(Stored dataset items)
★ ★ ★

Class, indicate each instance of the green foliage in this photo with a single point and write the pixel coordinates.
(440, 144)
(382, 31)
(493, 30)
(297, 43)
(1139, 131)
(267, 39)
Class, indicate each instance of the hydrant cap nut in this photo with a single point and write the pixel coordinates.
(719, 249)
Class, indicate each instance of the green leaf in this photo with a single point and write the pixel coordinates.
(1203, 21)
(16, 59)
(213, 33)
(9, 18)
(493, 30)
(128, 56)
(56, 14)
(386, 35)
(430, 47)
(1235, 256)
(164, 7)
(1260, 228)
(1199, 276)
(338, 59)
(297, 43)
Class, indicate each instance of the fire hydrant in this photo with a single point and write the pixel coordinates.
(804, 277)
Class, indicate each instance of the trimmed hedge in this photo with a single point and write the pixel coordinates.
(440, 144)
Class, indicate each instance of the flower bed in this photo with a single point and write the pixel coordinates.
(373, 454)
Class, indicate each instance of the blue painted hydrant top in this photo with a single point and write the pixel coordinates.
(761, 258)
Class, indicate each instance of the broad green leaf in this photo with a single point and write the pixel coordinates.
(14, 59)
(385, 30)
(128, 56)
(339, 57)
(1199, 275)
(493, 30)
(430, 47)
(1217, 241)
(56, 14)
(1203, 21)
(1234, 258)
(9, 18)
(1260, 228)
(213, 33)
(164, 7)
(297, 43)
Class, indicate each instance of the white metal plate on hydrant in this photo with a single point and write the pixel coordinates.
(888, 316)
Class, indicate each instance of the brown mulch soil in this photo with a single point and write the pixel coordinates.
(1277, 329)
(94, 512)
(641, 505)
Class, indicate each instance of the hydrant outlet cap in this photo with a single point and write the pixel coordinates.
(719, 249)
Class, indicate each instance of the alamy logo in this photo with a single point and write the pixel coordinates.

★ ★ ★

- DIRECTIONS FOR THIS TASK: Reproduce all of the records above word for word and leave nothing out.

- THE ANSWER:
Class, indicate each instance of the green foliage in this photo with a single point and write the pixel coordinates.
(440, 144)
(382, 31)
(493, 30)
(297, 43)
(1139, 131)
(267, 39)
Class, indicate each instance of the hydrant cap nut in this photo with a single point and write the pixel coordinates.
(719, 249)
Class, indicate each instance of the green leaf in this photo with a single point and write the pixel coordinates.
(1203, 21)
(16, 59)
(213, 33)
(9, 18)
(493, 30)
(128, 56)
(56, 14)
(386, 35)
(430, 47)
(1235, 256)
(164, 7)
(1260, 228)
(1199, 276)
(338, 59)
(297, 43)
Class, indicate each instance of the fire hydrant in this photo with a single point and write the pixel coordinates.
(804, 277)
Class, indicate each instance of the trimmed hedge in this photo with a single point and write the pixel coordinates.
(440, 144)
Class, indicate each instance of the flower bed in this photo with a single point and write the pixel coordinates.
(373, 454)
Class, indicate each instance of the blue painted hydrant top in this photo with a single point and write the pixel coordinates.
(761, 258)
Class, indicate each instance of the broad green leaf in this photo with a single point and write the pixel coordinates.
(14, 59)
(385, 30)
(128, 56)
(339, 57)
(1199, 275)
(493, 30)
(430, 47)
(1217, 241)
(56, 14)
(1203, 21)
(1234, 258)
(9, 18)
(1260, 228)
(213, 33)
(164, 7)
(297, 43)
Class, indicate each instance of the white metal plate on hydrant in this photo with a single point and write the pixel coordinates.
(888, 316)
Class, indicate each instance of the brown mulch soil in this photo with a single point and write the pixel coordinates.
(1277, 329)
(94, 512)
(641, 505)
Class, indicate each instance of the hydrant outlet cap in this photo with a single point and write the pixel coordinates.
(719, 249)
Class, indicate each instance of the alamy logo in this photo with a single point and write the pixel coordinates.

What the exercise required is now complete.